→ **Dokumentauszug**
------------
Auch Kritik vom ehemaligen Vorstandsmitglied von OpenAI
Neben Saunders äußerten in der Anhörung vor dem US-Senat drei weitere ehemalige Mitarbeiter führender KI-Unternehmen schwerwiegende Bedenken hinsichtlich der Sicherheitsstandards in der KI-Branche, warnten vor den Gefahren einer zu schnellen Markteinführung von KI-Systemen und forderten eine stärkere staatliche Regulierung.
Helen Toner, ehemalige Vorstandsmitglied von OpenAI, kritisierte die fragilen internen Kontrollmechanismen der Unternehmen. Sie berichtete von Fällen, in denen Sicherheitsbedenken ignoriert wurden, um Produkte schneller auf den Markt zu bringen. Laut Toner sei es "unmöglich für die Unternehmen, die Interessen einer breiten Öffentlichkeit vollständig zu berücksichtigen", wenn sie allein für detaillierte Entscheidungen über Sicherheitsmaßnahmen verantwortlich seien.
David Evan Harris, ehemaliger Mitarbeiter von Meta, bemängelte den Abbau von Sicherheitsteams in der gesamten Branche. Er warnte davor, sich auf freiwillige Selbstregulierung zu verlassen und forderte verbindliche gesetzliche Regelungen.
------------
→ **Übungsdaten**
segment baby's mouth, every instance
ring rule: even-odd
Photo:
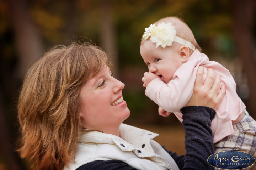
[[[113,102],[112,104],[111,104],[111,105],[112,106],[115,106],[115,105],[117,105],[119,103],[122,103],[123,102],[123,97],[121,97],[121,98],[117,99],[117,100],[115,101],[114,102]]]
------------
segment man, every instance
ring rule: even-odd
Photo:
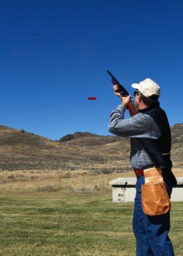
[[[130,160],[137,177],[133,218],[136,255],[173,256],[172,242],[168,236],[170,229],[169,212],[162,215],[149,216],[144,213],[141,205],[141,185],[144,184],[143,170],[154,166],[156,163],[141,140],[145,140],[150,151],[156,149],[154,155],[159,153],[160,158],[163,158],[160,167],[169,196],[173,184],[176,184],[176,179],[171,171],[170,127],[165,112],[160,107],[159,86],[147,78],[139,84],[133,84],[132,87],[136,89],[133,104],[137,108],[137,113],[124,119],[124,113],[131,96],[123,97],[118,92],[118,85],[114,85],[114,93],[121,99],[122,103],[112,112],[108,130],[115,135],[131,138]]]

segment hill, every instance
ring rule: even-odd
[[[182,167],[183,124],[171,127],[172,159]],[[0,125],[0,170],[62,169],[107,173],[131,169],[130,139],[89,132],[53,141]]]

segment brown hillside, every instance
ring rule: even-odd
------------
→ **Aufgabe**
Benenne im Dokumentauszug zur Senatsanhörung über KI-Sicherheit „Anhörung“ in „Sitzung“ um. Gib dazu den Abschnitt beginnend mit „Auch Kritik vom“ und fortlaufend bis einschließlich „Sicherheitsmaßnahmen verantwortlich seien.“ erneut aus.

→ **Antwort zur Aufgabe**
Auch Kritik vom ehemaligen Vorstandsmitglied von OpenAI
Neben Saunders äußerten in der Sitzung vor dem US-Senat drei weitere ehemalige Mitarbeiter führender KI-Unternehmen schwerwiegende Bedenken hinsichtlich der Sicherheitsstandards in der KI-Branche, warnten vor den Gefahren einer zu schnellen Markteinführung von KI-Systemen und forderten eine stärkere staatliche Regulierung.
Helen Toner, ehemalige Vorstandsmitglied von OpenAI, kritisierte die fragilen internen Kontrollmechanismen der Unternehmen. Sie berichtete von Fällen, in denen Sicherheitsbedenken ignoriert wurden, um Produkte schneller auf den Markt zu bringen. Laut Toner sei es "unmöglich für die Unternehmen, die Interessen einer breiten Öffentlichkeit vollständig zu berücksichtigen", wenn sie allein für detaillierte Entscheidungen über Sicherheitsmaßnahmen verantwortlich seien.